Page excerpt

========================================================================

PAROTID NONINFECTIOUS INFLAMMATORY CONDITIONS
- Imaging, especially computed tomography, sometimes provides critical information in the management of parotid inflammatory pathology by distinguishing infectious and noninfectious etiologies.
- Computed tomography and magnetic resonance imaging may identify changes suggestive of autoimmune sialoadenitis before that diagnosis is established clinically.
- Imaging may reveal important complications of chronic disease, such as lymphoma complicating chronic autoimmune sialoadenitis.
The vast majority of parotid inflammatory conditions do not come to imaging. Imaging may be used to help in medical decision making when the source of disease and/or the question of an infectious or noninfectious parotid region inflammation is raised. Sometimes, low-grade, chronic inflammatory conditions mimic a neoplasm by presenting predominantly as a parotid mass. Imaging in patients with chronic parotid-region complaints may be the first indication of the parotid disease being related to a systemic condition, most often a manifestation of autoimmune disease and less commonly other systemic inflammatory disease as common as sarcoidosis and as rare as Kimura disease. The distinction between infectious disease (Chapter 177) and noninfectious inflammatory disease and neoplasm (Chapter 179) sometimes is blurred, as with the parotid manifestations associated with human immunodeficiency virus (HIV) infection and rheumatoid arthritis.

========================================================================

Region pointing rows
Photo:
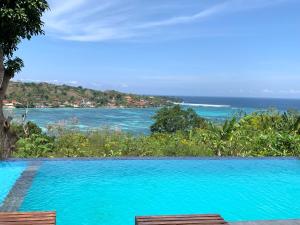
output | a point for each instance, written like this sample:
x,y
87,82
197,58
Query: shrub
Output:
x,y
175,119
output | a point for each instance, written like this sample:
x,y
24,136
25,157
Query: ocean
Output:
x,y
138,121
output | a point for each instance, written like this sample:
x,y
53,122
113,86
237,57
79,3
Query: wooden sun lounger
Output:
x,y
207,219
24,218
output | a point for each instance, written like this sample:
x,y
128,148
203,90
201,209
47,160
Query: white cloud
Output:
x,y
101,20
267,91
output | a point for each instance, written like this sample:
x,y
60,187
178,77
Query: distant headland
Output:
x,y
46,95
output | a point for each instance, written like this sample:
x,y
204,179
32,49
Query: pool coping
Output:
x,y
148,158
17,193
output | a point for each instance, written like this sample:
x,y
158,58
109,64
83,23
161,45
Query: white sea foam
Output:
x,y
202,105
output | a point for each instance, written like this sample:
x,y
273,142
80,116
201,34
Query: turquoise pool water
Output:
x,y
112,192
9,173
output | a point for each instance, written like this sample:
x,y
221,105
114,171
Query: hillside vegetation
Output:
x,y
51,95
258,134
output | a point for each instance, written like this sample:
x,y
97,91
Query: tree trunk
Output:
x,y
7,138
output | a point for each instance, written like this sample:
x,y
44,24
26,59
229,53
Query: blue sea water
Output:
x,y
112,192
9,173
138,121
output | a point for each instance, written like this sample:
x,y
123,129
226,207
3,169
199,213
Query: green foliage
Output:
x,y
51,95
259,134
34,146
173,119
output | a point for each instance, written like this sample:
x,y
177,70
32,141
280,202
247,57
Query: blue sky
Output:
x,y
170,47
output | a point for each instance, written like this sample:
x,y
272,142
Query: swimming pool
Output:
x,y
112,192
9,173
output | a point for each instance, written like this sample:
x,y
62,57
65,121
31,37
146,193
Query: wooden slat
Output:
x,y
202,219
32,218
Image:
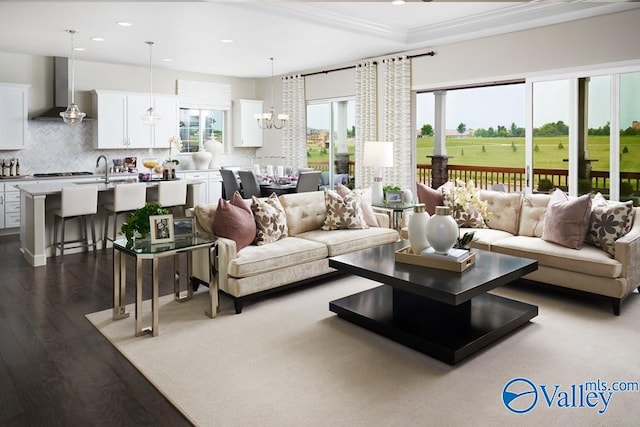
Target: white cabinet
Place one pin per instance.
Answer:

========================================================================

About this exercise
From the passage on parotid inflammation, reproduce the stretch from "PAROTID NONINFECTIOUS INFLAMMATORY" through "and noninfectious etiologies.". Rely only on the passage on parotid inflammation.

Output below
PAROTID NONINFECTIOUS INFLAMMATORY CONDITIONS
- Imaging, especially computed tomography, sometimes provides critical information in the management of parotid inflammatory pathology by distinguishing infectious and noninfectious etiologies.